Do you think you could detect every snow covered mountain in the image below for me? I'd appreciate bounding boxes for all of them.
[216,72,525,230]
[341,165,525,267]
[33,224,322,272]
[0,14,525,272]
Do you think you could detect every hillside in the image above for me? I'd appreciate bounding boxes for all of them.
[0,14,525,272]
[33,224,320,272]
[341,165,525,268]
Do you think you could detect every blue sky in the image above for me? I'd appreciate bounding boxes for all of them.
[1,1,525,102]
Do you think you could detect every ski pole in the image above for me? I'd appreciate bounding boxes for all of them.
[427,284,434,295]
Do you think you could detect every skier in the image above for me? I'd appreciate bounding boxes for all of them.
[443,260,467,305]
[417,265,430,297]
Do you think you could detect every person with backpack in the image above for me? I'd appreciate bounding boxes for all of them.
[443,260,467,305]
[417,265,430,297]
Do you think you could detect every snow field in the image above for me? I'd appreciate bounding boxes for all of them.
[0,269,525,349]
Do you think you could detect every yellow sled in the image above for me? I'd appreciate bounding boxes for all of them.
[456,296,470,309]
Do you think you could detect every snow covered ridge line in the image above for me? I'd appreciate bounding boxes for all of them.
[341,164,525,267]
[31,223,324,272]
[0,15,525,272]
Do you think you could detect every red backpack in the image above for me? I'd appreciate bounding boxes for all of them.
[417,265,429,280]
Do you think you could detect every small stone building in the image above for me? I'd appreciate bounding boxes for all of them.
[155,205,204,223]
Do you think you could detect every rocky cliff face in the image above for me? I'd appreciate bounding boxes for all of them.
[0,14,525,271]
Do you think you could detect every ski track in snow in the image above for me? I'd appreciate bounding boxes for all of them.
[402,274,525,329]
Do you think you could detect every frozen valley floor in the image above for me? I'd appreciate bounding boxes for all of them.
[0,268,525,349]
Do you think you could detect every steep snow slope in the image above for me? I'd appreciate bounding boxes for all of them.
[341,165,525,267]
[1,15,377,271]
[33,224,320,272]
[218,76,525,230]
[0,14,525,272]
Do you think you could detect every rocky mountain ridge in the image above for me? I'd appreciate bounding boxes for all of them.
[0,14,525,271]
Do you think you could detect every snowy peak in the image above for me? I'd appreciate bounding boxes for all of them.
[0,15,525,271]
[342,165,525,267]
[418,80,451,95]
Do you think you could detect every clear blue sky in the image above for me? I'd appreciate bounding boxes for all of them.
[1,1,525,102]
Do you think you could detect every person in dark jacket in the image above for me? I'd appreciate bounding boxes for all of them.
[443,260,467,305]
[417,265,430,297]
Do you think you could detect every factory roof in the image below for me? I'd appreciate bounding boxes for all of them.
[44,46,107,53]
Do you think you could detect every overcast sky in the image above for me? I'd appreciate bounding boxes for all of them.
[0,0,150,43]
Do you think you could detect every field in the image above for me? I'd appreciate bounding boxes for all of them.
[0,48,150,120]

# [Work required]
Copy out every line of the entries above that contains the string "below", treating uppercase and lowercase letters as different.

# [Task output]
Do you think you could detect every snow covered mountain in the image below for me? I'd appreciate bounding boxes for all of them.
Do you think you could detect every factory roof in the image below for me? I'd appreciate bounding boxes for all of them.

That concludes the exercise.